_EXTRACT PROVIDED:_
- - -
Paul: I was hoping that understanding the classic mathematical
concept would help me appreciate the structural computer science)
variation better. I don't know what it is about induction that I'm
not seeing. It's so frustrating! Deduction in spite of the complexity
in some parts makes perfect sense. This, however, is a different beast!

So let's say you have a tree, and we want to count the number of
leaves in the tree.

data Tree = Leaf Int | Branch Tree Tree

countLeaves :: Tree -> Int
countLeaves (Leaf _) = 1
countLeaves (Branch l r) = countLeaves l + countLeaves r

We want to prove that countLeaves is correct.   So P(x) means
"countLeaves x == the number of leaves in x".
Paul: By 'correct' presumably you mean sound.

First we prove P(Leaf i), since leaves are the trees that have no
subtrees.  This is analogous to proving P(0) over the naturals.
Paul: I'd presume 'proof' here means applying the function to one
leaf to see if it returns 1. If I'm not mistaken this is establishing
the base case.

countLeaves (Leaf i) = 1, by definition of countLeaves.
"Leaf i"  has exactly one leaf, obviously.
So countLeaves (Leaf i) is correct.

Now to prove P(Branch l r), we get to assume that P holds for all of
its subtrees, namely we get to assume P(l) and P(r).
Paul: How did you arrive at this decision? Why can we assume that P
holds fr all its subtrees?

You can think of this as constructing an algorithm to prove P for
any tree, and we have
"already proved" it for l and r in our algorithm.
Paul: Is this the function definition for countLeaves?
- - -
_EXERCISE TASK:_ Can you set down, word for word, the stretch of the induction discussion from "Paul: How did" through "in our algorithm."? The listing that comes next has nothing to do with this.

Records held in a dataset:
- - -
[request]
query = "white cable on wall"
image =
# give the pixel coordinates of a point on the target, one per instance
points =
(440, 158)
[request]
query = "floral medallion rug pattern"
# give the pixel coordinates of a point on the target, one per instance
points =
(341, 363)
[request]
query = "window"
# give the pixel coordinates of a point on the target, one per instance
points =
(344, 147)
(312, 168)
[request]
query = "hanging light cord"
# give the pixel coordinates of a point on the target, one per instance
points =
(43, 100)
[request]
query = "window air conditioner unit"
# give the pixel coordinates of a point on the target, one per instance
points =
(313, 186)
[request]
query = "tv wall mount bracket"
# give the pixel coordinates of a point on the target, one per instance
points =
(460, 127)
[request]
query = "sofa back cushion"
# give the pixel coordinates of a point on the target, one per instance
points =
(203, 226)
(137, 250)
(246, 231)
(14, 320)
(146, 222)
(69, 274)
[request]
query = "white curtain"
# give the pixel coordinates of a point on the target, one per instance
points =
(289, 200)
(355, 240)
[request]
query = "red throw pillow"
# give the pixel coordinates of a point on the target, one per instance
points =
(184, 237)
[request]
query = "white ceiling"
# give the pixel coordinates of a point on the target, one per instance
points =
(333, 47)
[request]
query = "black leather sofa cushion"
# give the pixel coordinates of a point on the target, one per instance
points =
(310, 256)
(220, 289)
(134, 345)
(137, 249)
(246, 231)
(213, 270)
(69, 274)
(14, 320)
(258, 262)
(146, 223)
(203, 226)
- - -
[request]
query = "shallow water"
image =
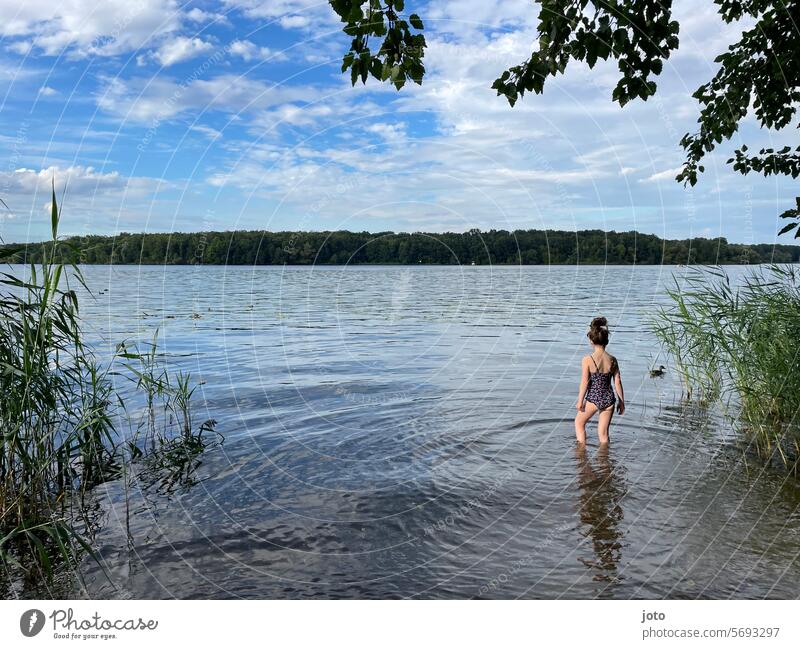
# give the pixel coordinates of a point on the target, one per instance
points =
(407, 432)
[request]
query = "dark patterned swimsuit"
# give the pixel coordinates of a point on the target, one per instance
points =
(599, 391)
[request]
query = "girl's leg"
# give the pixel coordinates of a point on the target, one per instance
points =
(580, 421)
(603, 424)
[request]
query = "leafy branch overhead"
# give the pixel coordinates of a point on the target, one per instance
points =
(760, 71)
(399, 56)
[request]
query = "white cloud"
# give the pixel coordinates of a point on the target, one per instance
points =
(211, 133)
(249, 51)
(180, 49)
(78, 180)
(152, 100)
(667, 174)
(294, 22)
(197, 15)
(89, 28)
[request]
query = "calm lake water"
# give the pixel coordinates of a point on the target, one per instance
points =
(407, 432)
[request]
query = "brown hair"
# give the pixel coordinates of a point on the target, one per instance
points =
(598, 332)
- - -
_RESPONSE TO THIS EXERCISE:_
Paul: How did you arrive at this decision? Why can we assume that P
holds fr all its subtrees?

You can think of this as constructing an algorithm to prove P for
any tree, and we have
"already proved" it for l and r in our algorithm.